**GIVEN REQUEST**
Convert the data below into a Markdown table with the columns Row and Text, putting each nonblank line under Text and its running number under Row. Skip any blank lines.

* START *

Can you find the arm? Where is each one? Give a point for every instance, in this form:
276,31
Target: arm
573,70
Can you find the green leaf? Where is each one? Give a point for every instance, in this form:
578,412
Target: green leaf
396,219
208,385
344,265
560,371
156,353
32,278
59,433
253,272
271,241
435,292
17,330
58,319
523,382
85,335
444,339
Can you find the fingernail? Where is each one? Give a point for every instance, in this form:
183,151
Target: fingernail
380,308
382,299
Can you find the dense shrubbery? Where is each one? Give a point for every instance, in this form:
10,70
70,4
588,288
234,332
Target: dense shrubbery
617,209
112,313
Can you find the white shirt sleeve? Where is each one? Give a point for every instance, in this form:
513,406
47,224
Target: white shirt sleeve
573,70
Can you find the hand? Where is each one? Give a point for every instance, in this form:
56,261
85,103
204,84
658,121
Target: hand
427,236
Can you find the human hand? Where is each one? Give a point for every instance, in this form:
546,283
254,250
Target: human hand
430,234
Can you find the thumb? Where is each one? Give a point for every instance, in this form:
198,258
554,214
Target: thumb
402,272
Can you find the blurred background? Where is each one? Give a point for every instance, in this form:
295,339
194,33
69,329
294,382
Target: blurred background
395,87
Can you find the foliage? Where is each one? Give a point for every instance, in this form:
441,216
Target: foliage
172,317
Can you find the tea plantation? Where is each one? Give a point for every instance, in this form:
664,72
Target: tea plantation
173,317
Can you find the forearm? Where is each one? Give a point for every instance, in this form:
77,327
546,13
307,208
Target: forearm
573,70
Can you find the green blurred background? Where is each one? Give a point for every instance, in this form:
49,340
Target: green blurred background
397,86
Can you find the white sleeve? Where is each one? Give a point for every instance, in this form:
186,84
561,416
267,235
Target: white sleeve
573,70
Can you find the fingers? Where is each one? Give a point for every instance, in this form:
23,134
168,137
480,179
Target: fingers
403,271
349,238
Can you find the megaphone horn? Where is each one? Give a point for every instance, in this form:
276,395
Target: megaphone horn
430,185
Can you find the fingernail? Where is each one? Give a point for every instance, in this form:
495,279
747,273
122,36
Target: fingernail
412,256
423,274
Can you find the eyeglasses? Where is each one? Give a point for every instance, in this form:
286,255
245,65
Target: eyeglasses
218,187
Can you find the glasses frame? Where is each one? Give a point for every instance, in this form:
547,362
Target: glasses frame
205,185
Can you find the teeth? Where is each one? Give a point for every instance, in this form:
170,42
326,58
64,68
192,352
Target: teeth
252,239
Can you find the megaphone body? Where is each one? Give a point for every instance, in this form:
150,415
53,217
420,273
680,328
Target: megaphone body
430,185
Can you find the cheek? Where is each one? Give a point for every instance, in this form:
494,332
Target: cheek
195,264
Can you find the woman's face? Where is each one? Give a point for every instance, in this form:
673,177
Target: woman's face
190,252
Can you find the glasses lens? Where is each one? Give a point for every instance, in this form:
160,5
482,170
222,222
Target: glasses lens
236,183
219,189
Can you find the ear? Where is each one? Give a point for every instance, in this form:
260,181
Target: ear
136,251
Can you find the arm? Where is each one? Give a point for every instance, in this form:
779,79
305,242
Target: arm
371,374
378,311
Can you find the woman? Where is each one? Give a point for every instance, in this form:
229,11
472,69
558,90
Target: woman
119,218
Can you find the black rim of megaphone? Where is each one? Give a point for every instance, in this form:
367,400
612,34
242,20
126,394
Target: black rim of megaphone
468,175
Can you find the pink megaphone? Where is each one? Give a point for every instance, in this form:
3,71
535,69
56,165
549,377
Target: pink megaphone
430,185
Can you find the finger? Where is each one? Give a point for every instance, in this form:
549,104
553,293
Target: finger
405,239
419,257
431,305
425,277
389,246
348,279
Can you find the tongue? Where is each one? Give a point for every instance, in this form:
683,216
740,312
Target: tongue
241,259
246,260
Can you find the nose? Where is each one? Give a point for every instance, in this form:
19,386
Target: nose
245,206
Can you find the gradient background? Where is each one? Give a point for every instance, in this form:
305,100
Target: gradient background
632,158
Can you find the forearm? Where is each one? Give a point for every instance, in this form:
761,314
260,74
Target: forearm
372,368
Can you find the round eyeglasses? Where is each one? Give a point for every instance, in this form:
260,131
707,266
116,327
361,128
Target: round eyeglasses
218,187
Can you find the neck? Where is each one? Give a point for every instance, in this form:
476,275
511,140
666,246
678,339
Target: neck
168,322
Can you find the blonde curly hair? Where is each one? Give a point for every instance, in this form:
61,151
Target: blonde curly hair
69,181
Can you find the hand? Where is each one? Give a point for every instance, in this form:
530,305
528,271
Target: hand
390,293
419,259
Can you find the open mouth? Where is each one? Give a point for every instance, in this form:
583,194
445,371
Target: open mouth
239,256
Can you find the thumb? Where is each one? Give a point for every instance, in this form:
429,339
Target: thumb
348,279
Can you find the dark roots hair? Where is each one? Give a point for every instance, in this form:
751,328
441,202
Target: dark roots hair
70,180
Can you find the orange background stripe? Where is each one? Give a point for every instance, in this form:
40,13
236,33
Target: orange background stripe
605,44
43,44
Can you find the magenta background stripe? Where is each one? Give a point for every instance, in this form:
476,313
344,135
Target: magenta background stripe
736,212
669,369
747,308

* END *

**COMPLETE OUTPUT**
| Row | Text |
|---|---|
| 1 | Can you find the arm? Where is each one? Give a point for every instance, in this form: |
| 2 | 276,31 |
| 3 | Target: arm |
| 4 | 573,70 |
| 5 | Can you find the green leaf? Where is each one? Give a point for every instance, in this form: |
| 6 | 578,412 |
| 7 | Target: green leaf |
| 8 | 396,219 |
| 9 | 208,385 |
| 10 | 344,265 |
| 11 | 560,371 |
| 12 | 156,353 |
| 13 | 32,278 |
| 14 | 59,433 |
| 15 | 253,272 |
| 16 | 271,241 |
| 17 | 435,292 |
| 18 | 17,330 |
| 19 | 58,319 |
| 20 | 523,382 |
| 21 | 85,335 |
| 22 | 444,339 |
| 23 | Can you find the fingernail? Where is each one? Give a point for every instance, in this form: |
| 24 | 183,151 |
| 25 | Target: fingernail |
| 26 | 380,308 |
| 27 | 382,299 |
| 28 | Can you find the dense shrubbery? Where is each one? Give a point for every instance, in this form: |
| 29 | 10,70 |
| 30 | 70,4 |
| 31 | 588,288 |
| 32 | 234,332 |
| 33 | Target: dense shrubbery |
| 34 | 617,209 |
| 35 | 112,313 |
| 36 | Can you find the white shirt sleeve? Where is each one? Give a point for every instance, in this form: |
| 37 | 513,406 |
| 38 | 47,224 |
| 39 | Target: white shirt sleeve |
| 40 | 573,70 |
| 41 | Can you find the hand? Where is each one? Give a point for every instance, in this form: |
| 42 | 56,261 |
| 43 | 85,103 |
| 44 | 204,84 |
| 45 | 658,121 |
| 46 | Target: hand |
| 47 | 427,236 |
| 48 | Can you find the human hand? Where is each one? Give a point for every instance, in this form: |
| 49 | 546,283 |
| 50 | 254,250 |
| 51 | Target: human hand |
| 52 | 430,234 |
| 53 | Can you find the thumb? Where is each one? Give a point for every instance, in this form: |
| 54 | 198,258 |
| 55 | 554,214 |
| 56 | Target: thumb |
| 57 | 402,272 |
| 58 | Can you find the blurred background? Where is each one? Give a point for every instance, in this form: |
| 59 | 295,339 |
| 60 | 194,33 |
| 61 | 69,329 |
| 62 | 294,382 |
| 63 | Target: blurred background |
| 64 | 395,87 |
| 65 | Can you find the foliage? Where is each one? Give a point for every instance, in this form: |
| 66 | 441,216 |
| 67 | Target: foliage |
| 68 | 172,317 |
| 69 | Can you find the tea plantation? Where is each one? Give a point for every instance, in this form: |
| 70 | 664,72 |
| 71 | Target: tea plantation |
| 72 | 173,317 |
| 73 | Can you find the forearm? Where is each one? Give a point for every instance, in this form: |
| 74 | 77,327 |
| 75 | 546,13 |
| 76 | 307,208 |
| 77 | Target: forearm |
| 78 | 573,70 |
| 79 | Can you find the green blurred background? Where is each one? Give a point for every instance, in this form: |
| 80 | 49,340 |
| 81 | Target: green blurred background |
| 82 | 397,86 |
| 83 | Can you find the white sleeve? Where is each one? Give a point for every instance, in this form: |
| 84 | 186,84 |
| 85 | 561,416 |
| 86 | 267,235 |
| 87 | Target: white sleeve |
| 88 | 573,70 |
| 89 | Can you find the fingers? Where is each one? Give a point for every instance, in this form: |
| 90 | 23,134 |
| 91 | 168,137 |
| 92 | 480,179 |
| 93 | Target: fingers |
| 94 | 403,271 |
| 95 | 349,238 |
| 96 | Can you find the megaphone horn? Where is each one? Give a point for every instance, in this form: |
| 97 | 276,395 |
| 98 | Target: megaphone horn |
| 99 | 430,185 |
| 100 | Can you find the fingernail? Where is each one? Give a point for every instance, in this form: |
| 101 | 495,279 |
| 102 | 747,273 |
| 103 | 122,36 |
| 104 | Target: fingernail |
| 105 | 412,256 |
| 106 | 423,274 |
| 107 | Can you find the eyeglasses? Where is each one? Give a point for every instance, in this form: |
| 108 | 286,255 |
| 109 | 245,65 |
| 110 | Target: eyeglasses |
| 111 | 218,187 |
| 112 | Can you find the glasses frame? Where is each one? Give a point for every instance, in this form: |
| 113 | 547,362 |
| 114 | Target: glasses frame |
| 115 | 205,185 |
| 116 | Can you find the teeth? Where is each one? Give a point for every instance, in this form: |
| 117 | 170,42 |
| 118 | 326,58 |
| 119 | 64,68 |
| 120 | 192,352 |
| 121 | Target: teeth |
| 122 | 252,239 |
| 123 | Can you find the megaphone body? Where is each one? Give a point for every instance, in this form: |
| 124 | 150,415 |
| 125 | 53,217 |
| 126 | 420,273 |
| 127 | 680,328 |
| 128 | Target: megaphone body |
| 129 | 430,185 |
| 130 | Can you find the cheek? Where is each one? Give a point for every instance, in this form: |
| 131 | 494,332 |
| 132 | Target: cheek |
| 133 | 195,264 |
| 134 | Can you find the woman's face? Where is each one? Give a point for every instance, in this form: |
| 135 | 673,177 |
| 136 | Target: woman's face |
| 137 | 190,252 |
| 138 | Can you find the glasses lens? Where is each one? Give a point for every instance, in this form: |
| 139 | 160,5 |
| 140 | 482,170 |
| 141 | 222,222 |
| 142 | Target: glasses lens |
| 143 | 236,183 |
| 144 | 219,189 |
| 145 | Can you find the ear? Where is each one? Give a point for every instance, in this form: |
| 146 | 260,181 |
| 147 | Target: ear |
| 148 | 136,251 |
| 149 | Can you find the arm? Where is each one? Give a point for every instance, in this form: |
| 150 | 779,79 |
| 151 | 305,242 |
| 152 | Target: arm |
| 153 | 371,374 |
| 154 | 378,311 |
| 155 | Can you find the woman? Where is each one? Give a point for every instance, in this form: |
| 156 | 229,11 |
| 157 | 472,69 |
| 158 | 558,90 |
| 159 | Target: woman |
| 160 | 119,218 |
| 161 | Can you find the black rim of megaphone? Where is each one? Give a point for every instance, in this form: |
| 162 | 367,400 |
| 163 | 612,34 |
| 164 | 242,20 |
| 165 | 126,394 |
| 166 | Target: black rim of megaphone |
| 167 | 468,175 |
| 168 | Can you find the pink megaphone? Where is each one? Give a point for every instance, in this form: |
| 169 | 3,71 |
| 170 | 535,69 |
| 171 | 56,165 |
| 172 | 549,377 |
| 173 | Target: pink megaphone |
| 174 | 430,185 |
| 175 | Can you find the finger? Where is each one? Give a point for every instance, in this form: |
| 176 | 549,104 |
| 177 | 553,293 |
| 178 | Target: finger |
| 179 | 405,239 |
| 180 | 419,257 |
| 181 | 431,305 |
| 182 | 425,277 |
| 183 | 389,246 |
| 184 | 348,279 |
| 185 | Can you find the tongue? Where is each one? Give a point for every instance, in this form: |
| 186 | 683,216 |
| 187 | 740,312 |
| 188 | Target: tongue |
| 189 | 241,259 |
| 190 | 246,260 |
| 191 | Can you find the nose? Where is each one? Give a point for every instance, in this form: |
| 192 | 19,386 |
| 193 | Target: nose |
| 194 | 245,206 |
| 195 | Can you find the gradient background? Where is each one? Give a point for every instance, in this form: |
| 196 | 305,100 |
| 197 | Target: gradient background |
| 198 | 632,158 |
| 199 | Can you find the forearm? Where is each one? Give a point for every instance, in this form: |
| 200 | 761,314 |
| 201 | 260,74 |
| 202 | Target: forearm |
| 203 | 372,368 |
| 204 | Can you find the round eyeglasses? Where is each one? Give a point for every instance, in this form: |
| 205 | 260,131 |
| 206 | 707,266 |
| 207 | 116,327 |
| 208 | 361,128 |
| 209 | Target: round eyeglasses |
| 210 | 218,187 |
| 211 | Can you find the neck? Where is each one? Give a point for every instance, in this form: |
| 212 | 476,275 |
| 213 | 511,140 |
| 214 | 666,246 |
| 215 | 678,339 |
| 216 | Target: neck |
| 217 | 168,322 |
| 218 | Can you find the blonde curly hair? Where is each one? Give a point for every instance, in this form: |
| 219 | 61,151 |
| 220 | Target: blonde curly hair |
| 221 | 69,181 |
| 222 | Can you find the hand? Where is each one? Give a point for every instance, in this form: |
| 223 | 530,305 |
| 224 | 528,271 |
| 225 | Target: hand |
| 226 | 390,293 |
| 227 | 419,259 |
| 228 | Can you find the open mouth? Where is each one? Give a point for every instance, in this form: |
| 229 | 583,194 |
| 230 | 445,371 |
| 231 | Target: open mouth |
| 232 | 239,256 |
| 233 | Can you find the thumb? Where is each one? Give a point for every instance, in this form: |
| 234 | 429,339 |
| 235 | Target: thumb |
| 236 | 348,279 |
| 237 | Can you find the dark roots hair? Where is each one? Give a point for every instance, in this form: |
| 238 | 751,328 |
| 239 | 441,202 |
| 240 | Target: dark roots hair |
| 241 | 70,180 |
| 242 | Can you find the orange background stripe? Where is each one? Give a point for every instance, in this form: |
| 243 | 40,13 |
| 244 | 236,33 |
| 245 | Target: orange background stripe |
| 246 | 605,44 |
| 247 | 43,44 |
| 248 | Can you find the magenta background stripe? Where is each one? Give a point for every instance, in this form: |
| 249 | 476,313 |
| 250 | 344,135 |
| 251 | Target: magenta background stripe |
| 252 | 736,212 |
| 253 | 669,369 |
| 254 | 747,308 |